(Requirement):
Edit the lines from the one containing "Teacher note: have the class pick out the orange" through the one containing "(1037, 694)", inclusive, replacing "tyre" with "tire" and keeping everything else the same. Give only those lines.

--- Start Entries supplied ---

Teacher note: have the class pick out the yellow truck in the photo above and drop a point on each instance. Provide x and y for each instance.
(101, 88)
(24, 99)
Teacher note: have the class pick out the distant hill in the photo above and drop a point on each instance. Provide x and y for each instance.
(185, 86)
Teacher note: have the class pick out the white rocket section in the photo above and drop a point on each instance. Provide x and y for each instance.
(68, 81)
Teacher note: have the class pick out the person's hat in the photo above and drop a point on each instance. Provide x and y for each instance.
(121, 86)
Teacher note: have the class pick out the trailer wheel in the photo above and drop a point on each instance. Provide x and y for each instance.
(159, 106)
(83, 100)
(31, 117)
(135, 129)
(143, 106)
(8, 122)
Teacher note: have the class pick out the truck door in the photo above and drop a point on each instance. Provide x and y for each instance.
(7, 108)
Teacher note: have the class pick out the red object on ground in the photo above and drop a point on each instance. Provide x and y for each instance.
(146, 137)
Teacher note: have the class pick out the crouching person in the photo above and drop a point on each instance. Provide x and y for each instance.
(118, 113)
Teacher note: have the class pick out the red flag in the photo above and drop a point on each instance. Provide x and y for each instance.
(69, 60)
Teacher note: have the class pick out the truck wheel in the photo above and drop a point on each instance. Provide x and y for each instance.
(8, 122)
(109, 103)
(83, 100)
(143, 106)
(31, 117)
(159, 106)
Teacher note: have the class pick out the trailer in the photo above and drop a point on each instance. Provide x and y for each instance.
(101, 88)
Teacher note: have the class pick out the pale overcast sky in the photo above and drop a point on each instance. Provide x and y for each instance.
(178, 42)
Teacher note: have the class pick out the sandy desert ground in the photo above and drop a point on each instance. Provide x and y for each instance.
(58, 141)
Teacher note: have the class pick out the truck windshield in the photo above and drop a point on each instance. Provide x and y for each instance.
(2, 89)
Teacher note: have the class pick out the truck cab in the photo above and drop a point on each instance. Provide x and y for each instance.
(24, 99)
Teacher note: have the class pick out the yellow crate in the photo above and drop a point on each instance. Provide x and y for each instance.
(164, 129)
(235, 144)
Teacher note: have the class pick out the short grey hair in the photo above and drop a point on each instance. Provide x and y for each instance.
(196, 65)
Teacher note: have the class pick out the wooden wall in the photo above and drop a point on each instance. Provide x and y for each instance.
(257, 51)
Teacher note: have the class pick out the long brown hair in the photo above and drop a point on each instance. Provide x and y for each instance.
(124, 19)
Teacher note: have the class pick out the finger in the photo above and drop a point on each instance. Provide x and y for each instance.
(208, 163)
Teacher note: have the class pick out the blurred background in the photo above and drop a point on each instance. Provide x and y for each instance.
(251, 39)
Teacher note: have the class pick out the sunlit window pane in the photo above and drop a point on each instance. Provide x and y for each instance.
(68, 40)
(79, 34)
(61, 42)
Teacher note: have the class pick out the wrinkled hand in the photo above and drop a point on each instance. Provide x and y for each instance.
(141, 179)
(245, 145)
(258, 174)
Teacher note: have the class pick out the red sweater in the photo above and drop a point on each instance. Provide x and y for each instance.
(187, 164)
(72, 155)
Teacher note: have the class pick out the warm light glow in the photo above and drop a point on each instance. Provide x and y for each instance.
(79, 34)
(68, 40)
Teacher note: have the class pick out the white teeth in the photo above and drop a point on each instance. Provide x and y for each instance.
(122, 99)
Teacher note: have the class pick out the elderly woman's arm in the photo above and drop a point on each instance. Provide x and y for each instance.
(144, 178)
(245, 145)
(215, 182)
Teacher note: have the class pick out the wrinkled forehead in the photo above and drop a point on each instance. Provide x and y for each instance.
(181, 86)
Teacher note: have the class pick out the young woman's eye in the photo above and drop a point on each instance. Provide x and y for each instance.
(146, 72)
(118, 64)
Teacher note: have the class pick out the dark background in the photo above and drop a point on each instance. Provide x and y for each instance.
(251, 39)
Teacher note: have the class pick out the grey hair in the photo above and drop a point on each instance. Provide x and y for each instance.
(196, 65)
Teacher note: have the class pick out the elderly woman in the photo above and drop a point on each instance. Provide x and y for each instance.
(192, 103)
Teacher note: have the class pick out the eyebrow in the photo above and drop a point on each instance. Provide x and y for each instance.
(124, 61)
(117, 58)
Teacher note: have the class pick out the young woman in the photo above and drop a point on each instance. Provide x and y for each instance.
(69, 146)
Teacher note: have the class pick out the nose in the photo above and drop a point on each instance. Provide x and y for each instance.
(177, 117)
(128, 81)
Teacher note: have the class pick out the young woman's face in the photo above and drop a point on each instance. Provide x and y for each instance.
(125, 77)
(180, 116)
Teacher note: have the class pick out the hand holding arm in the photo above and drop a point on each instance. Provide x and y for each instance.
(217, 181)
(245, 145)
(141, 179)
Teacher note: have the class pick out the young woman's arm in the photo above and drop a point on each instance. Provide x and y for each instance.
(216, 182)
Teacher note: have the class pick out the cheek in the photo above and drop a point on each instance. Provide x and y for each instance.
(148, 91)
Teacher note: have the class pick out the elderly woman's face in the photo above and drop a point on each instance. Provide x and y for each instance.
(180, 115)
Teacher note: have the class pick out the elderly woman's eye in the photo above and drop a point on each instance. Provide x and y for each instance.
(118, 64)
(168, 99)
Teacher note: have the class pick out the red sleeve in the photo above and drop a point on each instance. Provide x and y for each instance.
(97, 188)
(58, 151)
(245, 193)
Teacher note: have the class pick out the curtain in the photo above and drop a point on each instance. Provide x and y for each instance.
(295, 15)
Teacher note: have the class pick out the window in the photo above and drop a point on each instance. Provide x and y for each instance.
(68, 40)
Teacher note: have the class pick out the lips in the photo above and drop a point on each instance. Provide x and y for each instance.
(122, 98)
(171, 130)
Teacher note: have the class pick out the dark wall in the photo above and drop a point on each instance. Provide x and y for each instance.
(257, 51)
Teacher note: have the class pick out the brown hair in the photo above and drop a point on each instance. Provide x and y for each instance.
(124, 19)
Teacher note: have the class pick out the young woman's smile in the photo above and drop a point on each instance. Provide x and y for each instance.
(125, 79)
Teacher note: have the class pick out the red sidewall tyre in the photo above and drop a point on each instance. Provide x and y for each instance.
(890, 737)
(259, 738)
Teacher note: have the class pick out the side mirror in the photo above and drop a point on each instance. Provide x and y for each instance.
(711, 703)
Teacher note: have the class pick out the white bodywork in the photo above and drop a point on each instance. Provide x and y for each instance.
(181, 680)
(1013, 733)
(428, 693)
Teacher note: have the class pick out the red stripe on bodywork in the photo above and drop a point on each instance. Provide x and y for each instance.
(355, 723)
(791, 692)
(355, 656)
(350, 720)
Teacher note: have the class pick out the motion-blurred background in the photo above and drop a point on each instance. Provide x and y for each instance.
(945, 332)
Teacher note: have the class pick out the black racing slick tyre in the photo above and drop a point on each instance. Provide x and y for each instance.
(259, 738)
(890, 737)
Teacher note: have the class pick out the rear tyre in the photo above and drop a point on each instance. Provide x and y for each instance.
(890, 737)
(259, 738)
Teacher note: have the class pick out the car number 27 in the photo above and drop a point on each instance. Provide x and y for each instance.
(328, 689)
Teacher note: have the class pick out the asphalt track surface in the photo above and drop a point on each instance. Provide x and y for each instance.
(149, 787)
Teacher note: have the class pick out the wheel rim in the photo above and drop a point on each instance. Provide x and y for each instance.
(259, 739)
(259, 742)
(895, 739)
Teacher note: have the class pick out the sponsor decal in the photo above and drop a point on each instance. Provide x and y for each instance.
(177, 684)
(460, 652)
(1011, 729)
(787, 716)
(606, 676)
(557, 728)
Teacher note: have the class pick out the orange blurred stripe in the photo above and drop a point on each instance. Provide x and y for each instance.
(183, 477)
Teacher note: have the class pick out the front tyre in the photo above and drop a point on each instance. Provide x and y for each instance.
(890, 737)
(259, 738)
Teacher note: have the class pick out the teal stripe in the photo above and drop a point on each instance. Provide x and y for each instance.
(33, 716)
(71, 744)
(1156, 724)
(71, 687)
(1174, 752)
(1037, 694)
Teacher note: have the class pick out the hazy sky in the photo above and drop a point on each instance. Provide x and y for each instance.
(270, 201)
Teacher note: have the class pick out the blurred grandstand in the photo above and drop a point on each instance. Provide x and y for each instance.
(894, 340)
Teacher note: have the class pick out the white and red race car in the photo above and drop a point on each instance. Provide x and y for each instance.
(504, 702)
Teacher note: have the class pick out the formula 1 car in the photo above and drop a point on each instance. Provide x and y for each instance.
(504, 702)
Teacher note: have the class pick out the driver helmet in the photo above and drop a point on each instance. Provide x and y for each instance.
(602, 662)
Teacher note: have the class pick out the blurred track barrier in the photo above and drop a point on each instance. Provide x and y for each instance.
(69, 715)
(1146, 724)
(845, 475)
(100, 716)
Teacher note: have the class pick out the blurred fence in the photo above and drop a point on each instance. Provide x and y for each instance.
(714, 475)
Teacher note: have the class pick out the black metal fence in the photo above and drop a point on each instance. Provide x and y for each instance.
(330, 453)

--- End Entries supplied ---

(Written answer):
Teacher note: have the class pick out the orange blurred stripe in the photo above and drop a point on each instance. Provide x and y for each instance.
(183, 477)
Teacher note: have the class pick out the front tire in the photo above and drop a point on each instance. Provide x and y for each instance.
(890, 737)
(259, 738)
Teacher note: have the class pick out the teal stripe in the photo above and drop a point on each instance. Provide x and y for each instance.
(33, 716)
(71, 744)
(1156, 724)
(71, 687)
(1174, 752)
(1037, 694)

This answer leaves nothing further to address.